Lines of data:
================================
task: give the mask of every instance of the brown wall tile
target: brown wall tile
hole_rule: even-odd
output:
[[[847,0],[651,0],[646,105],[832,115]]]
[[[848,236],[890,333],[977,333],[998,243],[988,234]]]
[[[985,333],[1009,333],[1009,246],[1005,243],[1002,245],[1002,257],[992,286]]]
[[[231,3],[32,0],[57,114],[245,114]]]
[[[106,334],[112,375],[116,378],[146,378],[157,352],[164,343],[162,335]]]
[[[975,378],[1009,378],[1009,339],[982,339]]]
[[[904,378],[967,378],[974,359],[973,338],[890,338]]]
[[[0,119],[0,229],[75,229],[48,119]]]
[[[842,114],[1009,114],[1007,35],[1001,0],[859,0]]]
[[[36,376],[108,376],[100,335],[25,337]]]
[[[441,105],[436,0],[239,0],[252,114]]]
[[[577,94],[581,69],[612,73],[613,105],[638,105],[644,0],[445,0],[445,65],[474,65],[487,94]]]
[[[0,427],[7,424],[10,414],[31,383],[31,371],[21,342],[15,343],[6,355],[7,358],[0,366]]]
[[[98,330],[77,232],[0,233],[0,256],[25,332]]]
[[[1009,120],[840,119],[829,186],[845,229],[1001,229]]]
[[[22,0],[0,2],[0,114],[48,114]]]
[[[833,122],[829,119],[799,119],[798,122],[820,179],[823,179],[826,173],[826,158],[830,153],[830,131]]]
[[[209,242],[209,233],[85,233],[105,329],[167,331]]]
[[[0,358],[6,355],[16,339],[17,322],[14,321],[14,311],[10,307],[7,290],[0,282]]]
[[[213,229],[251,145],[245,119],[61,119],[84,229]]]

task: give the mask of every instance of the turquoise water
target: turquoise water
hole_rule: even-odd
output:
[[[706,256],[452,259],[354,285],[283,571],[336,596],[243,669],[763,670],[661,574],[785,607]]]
================================
What you should do:
Copy out every line of the material above without any changes.

Final result:
task: give the mask of every instance of the brown wall tile
target: brown wall tile
hole_rule: even-odd
output:
[[[847,0],[651,0],[646,105],[832,115]]]
[[[848,236],[890,333],[977,333],[998,243],[988,234]]]
[[[985,333],[1009,333],[1009,246],[1005,243],[1002,245],[1002,257],[992,286]]]
[[[231,3],[32,0],[57,114],[245,114]]]
[[[106,334],[112,375],[116,378],[146,378],[157,352],[164,343],[162,335]]]
[[[975,378],[1009,378],[1009,339],[982,339]]]
[[[904,378],[967,378],[974,359],[973,338],[890,338]]]
[[[0,119],[0,229],[75,229],[48,119]]]
[[[842,114],[1009,114],[1007,35],[1001,0],[859,0]]]
[[[36,376],[108,376],[100,335],[25,337]]]
[[[441,105],[436,0],[239,0],[252,114]]]
[[[577,94],[581,69],[612,73],[613,105],[638,105],[644,0],[445,0],[445,65],[474,65],[487,94]]]
[[[0,427],[7,424],[10,414],[31,383],[31,371],[21,342],[15,343],[6,355],[7,358],[0,366]]]
[[[98,330],[77,232],[0,233],[0,256],[25,332]]]
[[[1009,120],[840,119],[829,186],[845,229],[1001,229]]]
[[[22,0],[0,2],[0,114],[48,114]]]
[[[833,122],[829,119],[799,119],[798,122],[820,179],[823,179],[826,173],[826,158],[830,153],[830,131]]]
[[[209,242],[209,233],[85,233],[105,329],[167,331]]]
[[[0,358],[6,355],[16,339],[17,322],[14,321],[14,311],[10,307],[7,290],[0,282]]]
[[[213,229],[251,145],[245,119],[61,119],[84,229]]]

task: give the mask of every instance of the turquoise water
target: turquoise water
hole_rule: even-odd
output:
[[[706,256],[452,259],[354,285],[283,571],[336,596],[243,669],[763,670],[661,574],[785,607]]]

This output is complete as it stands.